* _What the task requires_:
The data below is to be written out exactly, with no pictures.

Stored records
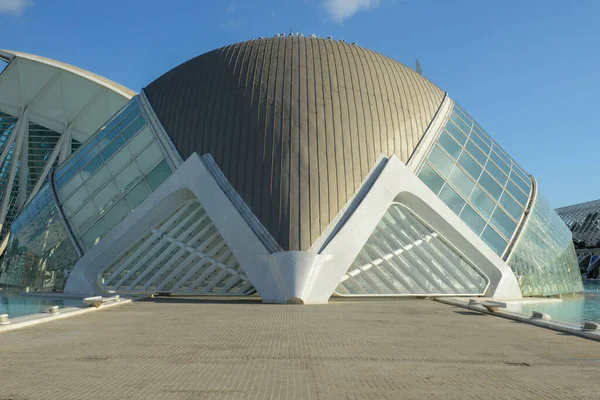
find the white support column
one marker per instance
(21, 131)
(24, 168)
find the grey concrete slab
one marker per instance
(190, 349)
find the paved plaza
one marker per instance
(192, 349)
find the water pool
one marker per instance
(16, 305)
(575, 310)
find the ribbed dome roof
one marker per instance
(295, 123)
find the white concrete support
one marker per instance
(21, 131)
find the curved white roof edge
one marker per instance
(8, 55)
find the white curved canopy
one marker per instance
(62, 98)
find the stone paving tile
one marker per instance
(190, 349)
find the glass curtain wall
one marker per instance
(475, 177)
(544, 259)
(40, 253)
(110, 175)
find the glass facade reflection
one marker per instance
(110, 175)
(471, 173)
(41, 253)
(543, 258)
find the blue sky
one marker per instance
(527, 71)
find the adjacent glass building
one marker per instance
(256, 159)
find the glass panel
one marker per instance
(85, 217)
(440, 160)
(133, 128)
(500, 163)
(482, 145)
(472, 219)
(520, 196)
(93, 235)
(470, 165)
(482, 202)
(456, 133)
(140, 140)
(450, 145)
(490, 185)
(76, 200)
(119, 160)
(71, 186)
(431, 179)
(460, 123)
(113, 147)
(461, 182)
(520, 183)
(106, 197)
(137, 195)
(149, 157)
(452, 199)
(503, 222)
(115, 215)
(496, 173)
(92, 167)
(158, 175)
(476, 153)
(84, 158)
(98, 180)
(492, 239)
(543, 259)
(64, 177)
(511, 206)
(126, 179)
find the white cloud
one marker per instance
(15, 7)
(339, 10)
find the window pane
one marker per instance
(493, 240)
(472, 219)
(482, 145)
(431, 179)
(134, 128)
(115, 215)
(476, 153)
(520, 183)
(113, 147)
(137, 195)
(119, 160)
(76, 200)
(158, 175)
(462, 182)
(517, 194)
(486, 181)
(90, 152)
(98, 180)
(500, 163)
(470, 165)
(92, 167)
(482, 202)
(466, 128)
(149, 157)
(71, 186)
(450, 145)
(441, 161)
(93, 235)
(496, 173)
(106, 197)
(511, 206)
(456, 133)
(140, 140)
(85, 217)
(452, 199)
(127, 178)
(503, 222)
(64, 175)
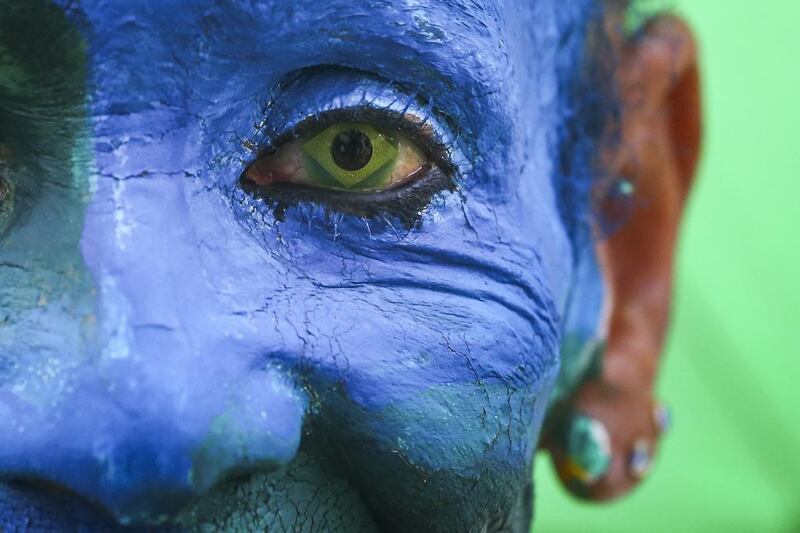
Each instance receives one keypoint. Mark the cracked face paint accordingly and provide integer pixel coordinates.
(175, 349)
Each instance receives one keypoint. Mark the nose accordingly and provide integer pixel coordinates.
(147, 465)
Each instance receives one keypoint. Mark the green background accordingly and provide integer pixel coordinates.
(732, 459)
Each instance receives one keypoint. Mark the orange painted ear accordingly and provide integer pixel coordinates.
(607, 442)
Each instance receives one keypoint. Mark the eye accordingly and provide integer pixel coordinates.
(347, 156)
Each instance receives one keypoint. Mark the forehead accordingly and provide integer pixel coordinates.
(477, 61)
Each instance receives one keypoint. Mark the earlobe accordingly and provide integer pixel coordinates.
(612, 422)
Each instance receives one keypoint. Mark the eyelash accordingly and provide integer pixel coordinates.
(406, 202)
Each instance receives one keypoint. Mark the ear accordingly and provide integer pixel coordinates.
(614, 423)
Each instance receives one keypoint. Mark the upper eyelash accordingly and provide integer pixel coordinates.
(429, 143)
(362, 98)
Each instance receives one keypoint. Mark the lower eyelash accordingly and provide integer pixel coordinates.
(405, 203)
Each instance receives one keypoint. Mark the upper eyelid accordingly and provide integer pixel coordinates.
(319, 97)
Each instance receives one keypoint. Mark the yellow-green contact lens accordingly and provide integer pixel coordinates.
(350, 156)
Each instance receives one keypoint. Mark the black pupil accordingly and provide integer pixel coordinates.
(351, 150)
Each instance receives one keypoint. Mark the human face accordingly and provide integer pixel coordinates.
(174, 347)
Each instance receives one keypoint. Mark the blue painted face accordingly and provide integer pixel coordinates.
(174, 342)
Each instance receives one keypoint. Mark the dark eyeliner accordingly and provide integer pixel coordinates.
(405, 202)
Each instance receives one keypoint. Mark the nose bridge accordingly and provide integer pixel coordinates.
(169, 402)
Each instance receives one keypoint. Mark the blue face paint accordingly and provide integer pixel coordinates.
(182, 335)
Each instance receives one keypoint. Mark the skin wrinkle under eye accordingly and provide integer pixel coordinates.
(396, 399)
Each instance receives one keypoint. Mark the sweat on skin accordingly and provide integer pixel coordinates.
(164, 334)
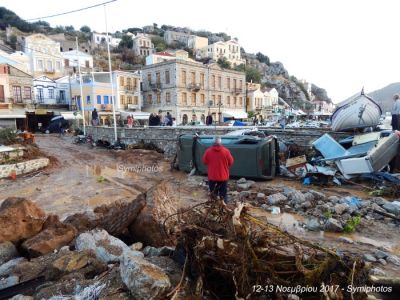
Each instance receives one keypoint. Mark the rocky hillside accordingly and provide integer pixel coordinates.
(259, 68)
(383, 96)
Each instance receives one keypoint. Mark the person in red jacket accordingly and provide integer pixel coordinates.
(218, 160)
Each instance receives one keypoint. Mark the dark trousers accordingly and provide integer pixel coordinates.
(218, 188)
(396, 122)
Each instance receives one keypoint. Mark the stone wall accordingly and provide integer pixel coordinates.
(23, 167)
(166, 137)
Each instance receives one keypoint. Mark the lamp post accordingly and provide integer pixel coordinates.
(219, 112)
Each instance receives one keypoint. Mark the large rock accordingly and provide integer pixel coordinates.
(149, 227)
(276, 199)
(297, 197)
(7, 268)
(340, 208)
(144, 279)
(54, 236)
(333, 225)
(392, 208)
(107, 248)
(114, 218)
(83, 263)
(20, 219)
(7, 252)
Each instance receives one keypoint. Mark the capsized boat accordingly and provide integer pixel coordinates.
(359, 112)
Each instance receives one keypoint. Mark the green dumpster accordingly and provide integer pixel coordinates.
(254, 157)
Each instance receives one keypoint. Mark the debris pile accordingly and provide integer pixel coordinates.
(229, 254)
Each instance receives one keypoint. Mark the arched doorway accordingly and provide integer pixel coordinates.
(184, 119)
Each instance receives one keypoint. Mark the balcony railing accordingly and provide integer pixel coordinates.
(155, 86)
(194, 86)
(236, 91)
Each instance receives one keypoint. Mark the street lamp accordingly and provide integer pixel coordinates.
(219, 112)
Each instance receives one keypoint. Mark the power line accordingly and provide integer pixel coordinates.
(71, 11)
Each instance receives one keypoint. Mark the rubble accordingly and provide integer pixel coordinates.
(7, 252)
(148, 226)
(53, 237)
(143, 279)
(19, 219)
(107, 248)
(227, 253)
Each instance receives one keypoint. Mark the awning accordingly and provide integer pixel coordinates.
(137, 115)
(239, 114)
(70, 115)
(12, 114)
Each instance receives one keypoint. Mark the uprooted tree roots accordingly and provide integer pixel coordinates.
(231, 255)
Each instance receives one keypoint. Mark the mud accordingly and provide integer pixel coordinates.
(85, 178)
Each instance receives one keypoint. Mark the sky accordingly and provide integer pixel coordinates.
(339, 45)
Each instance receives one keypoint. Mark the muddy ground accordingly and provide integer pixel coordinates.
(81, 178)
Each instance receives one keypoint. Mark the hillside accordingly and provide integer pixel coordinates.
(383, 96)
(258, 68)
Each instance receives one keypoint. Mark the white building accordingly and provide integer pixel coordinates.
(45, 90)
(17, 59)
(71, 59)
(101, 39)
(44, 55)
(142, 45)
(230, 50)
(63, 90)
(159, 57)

* _Result for this exercise_:
find the white support column
one marker per instance
(21, 131)
(24, 168)
find the grey concrete slab
one marker per instance
(190, 349)
find the paved plaza
one marker per instance
(192, 349)
find the water pool
one marker per instance
(16, 305)
(575, 310)
find the ribbed dome roof
one marker per instance
(295, 123)
find the white concrete support
one marker per instance
(21, 131)
find the curved white roof edge
one marker per instance
(8, 55)
find the white curved canopy
one marker per instance
(62, 98)
find the stone paving tile
one marker per instance
(190, 349)
find the glass curtain wall
one marker per instance
(475, 177)
(544, 259)
(40, 253)
(110, 175)
find the glass facade reflection
one marker per instance
(110, 175)
(471, 173)
(41, 253)
(543, 258)
find the blue sky
one marker per instance
(527, 71)
find the adjacent glass building
one marker per instance
(256, 159)
find the glass panel
one marker per instance
(85, 217)
(440, 160)
(133, 128)
(500, 163)
(482, 145)
(472, 219)
(520, 196)
(93, 235)
(470, 165)
(482, 202)
(456, 133)
(140, 140)
(450, 145)
(490, 185)
(76, 200)
(119, 160)
(71, 186)
(431, 179)
(460, 123)
(113, 147)
(461, 182)
(520, 183)
(106, 197)
(137, 195)
(149, 157)
(452, 199)
(503, 222)
(115, 215)
(496, 173)
(92, 167)
(158, 175)
(476, 153)
(84, 158)
(98, 180)
(492, 239)
(543, 259)
(64, 177)
(511, 206)
(126, 179)
find the white cloud
one marker per instance
(15, 7)
(339, 10)
find the window pane
one marker per instance
(493, 240)
(472, 219)
(482, 145)
(431, 179)
(134, 128)
(115, 215)
(476, 153)
(520, 183)
(113, 147)
(137, 195)
(119, 160)
(76, 200)
(158, 175)
(462, 182)
(517, 194)
(486, 181)
(90, 152)
(98, 180)
(500, 163)
(470, 165)
(92, 167)
(482, 202)
(466, 128)
(149, 157)
(71, 186)
(450, 145)
(441, 161)
(93, 235)
(496, 173)
(106, 197)
(511, 206)
(456, 133)
(140, 140)
(85, 217)
(452, 199)
(127, 178)
(503, 222)
(64, 175)
Each instance receives one keypoint. Mark the cracked face paint accordingly and provide integer pixel coordinates.
(175, 349)
Each instance receives one keypoint. Mark the nose accordingly and provide integer pixel coordinates.
(147, 465)
Each instance receives one keypoint. Mark the green background accordingly and provide integer pixel coordinates.
(732, 459)
Each instance receives one keypoint. Mark the orange painted ear accordingly and provide integer pixel coordinates.
(607, 442)
Each instance receives one keypoint. Mark the eye accordingly and provide integer pixel coordinates.
(347, 156)
Each instance receives one keypoint. Mark the forehead accordingly and provide integer pixel coordinates.
(477, 61)
Each instance receives one keypoint. Mark the earlobe accordingly and provide integer pixel coordinates.
(612, 422)
Each instance receives one keypoint. Mark the eyelash accordingly and provide integer pixel coordinates.
(406, 202)
Each instance receives one keypoint. Mark the ear accordingly and provide integer pixel coordinates.
(614, 423)
Each instance receives one keypoint. Mark the upper eyelash accordingly and provide integer pixel coordinates.
(429, 143)
(362, 98)
Each instance receives one keypoint. Mark the lower eyelash accordingly and provide integer pixel coordinates.
(405, 203)
Each instance receives one keypoint. Mark the upper eyelid accordingly and provide integer pixel coordinates.
(319, 97)
Each instance receives one keypoint. Mark the yellow-green contact lens accordingly and provide integer pixel coordinates.
(350, 156)
Each instance receives one keypoint. Mark the black pupil accordingly and provide integer pixel coordinates.
(351, 150)
Each instance receives one keypoint. Mark the human face accordingly and provide integer pixel coordinates.
(174, 347)
Each instance receives one keypoint. Mark the blue painted face accordingly and provide integer pixel coordinates.
(174, 342)
Each instance receives one keypoint. Mark the dark eyeliner accordingly and provide integer pixel coordinates.
(405, 202)
Each instance receives one keypoint. Mark the nose bridge accordingly and provide integer pixel coordinates.
(169, 402)
Each instance receives one keypoint. Mark the blue face paint accordingly and provide integer pixel coordinates.
(182, 335)
Each instance receives one keypoint. Mark the skin wrinkle under eye accordingly and provide integer pixel coordinates.
(396, 399)
Each instance receives one keypoint. Mark the sweat on skin accordingly and provide integer pixel coordinates.
(164, 334)
Each instance receives one keypoint. Mark the rocky hillside accordingly and provide integer pixel coordinates.
(259, 68)
(383, 96)
Each instance receives one keypoint. Mark the person in red jacket accordingly and provide integer pixel coordinates.
(218, 160)
Each instance receives one keypoint. Mark the dark trousers accordingly and provide integer pixel coordinates.
(218, 188)
(396, 122)
Each instance receives one keypoint. Mark the stone wall accordingly and provide integer pixel coordinates.
(23, 167)
(166, 137)
Each instance receives one keypoint. Mark the lamp post accordingly and provide integer pixel coordinates.
(219, 112)
Each instance receives one keypoint. Mark the large rock accordingly and provide integer pixel coordinates.
(149, 227)
(276, 199)
(297, 197)
(7, 268)
(340, 208)
(144, 279)
(54, 236)
(333, 225)
(392, 208)
(107, 248)
(114, 218)
(83, 263)
(20, 219)
(7, 252)
Each instance receives one keypoint. Mark the capsized boat accordingly and provide integer pixel coordinates.
(359, 112)
Each instance receives one keypoint. Mark the green dumpster accordingly and provide integer pixel coordinates.
(254, 157)
Each instance receives one keypoint. Mark the debris pile accordingly and provide integer pixel coordinates.
(229, 254)
Each instance receives one keypoint. Mark the arched doorway accordingly and provide integer pixel coordinates.
(184, 119)
Each instance receives one keypoint. Mark the balcony railing accordingly and provide integer pixel coordinates.
(155, 86)
(194, 86)
(236, 91)
Each instance receives one keypoint. Mark the street lamp accordingly and provide integer pixel coordinates.
(219, 112)
Each instance receives one keypoint. Mark the power line accordingly and provide integer pixel coordinates.
(71, 11)
Each instance receives one keypoint. Mark the rubble accordingly and provide integer pixel coordinates.
(7, 252)
(148, 226)
(53, 237)
(143, 279)
(19, 219)
(107, 248)
(227, 253)
Each instance receives one keypoint. Mark the awning accordingly and provide integer pixel coordinates.
(137, 115)
(239, 114)
(70, 115)
(12, 114)
Each instance receives one keypoint. Mark the uprooted tree roots accordingly and provide integer pixel coordinates.
(231, 255)
Each instance receives one keypoint. Mark the mud accordingly and provide integer pixel coordinates.
(85, 178)
Each instance receives one keypoint. Mark the sky accordingly and provide integer pixel coordinates.
(339, 45)
Each instance receives one keypoint. Mark the muddy ground accordingly and provide integer pixel coordinates.
(81, 178)
Each instance receives one keypoint. Mark the hillside accordingly and provide integer pixel coordinates.
(383, 96)
(258, 68)
Each instance receives one keypoint. Mark the white building accordingly and provide integer pixel coordinates.
(45, 90)
(17, 59)
(71, 59)
(101, 39)
(44, 55)
(142, 45)
(230, 50)
(63, 90)
(159, 57)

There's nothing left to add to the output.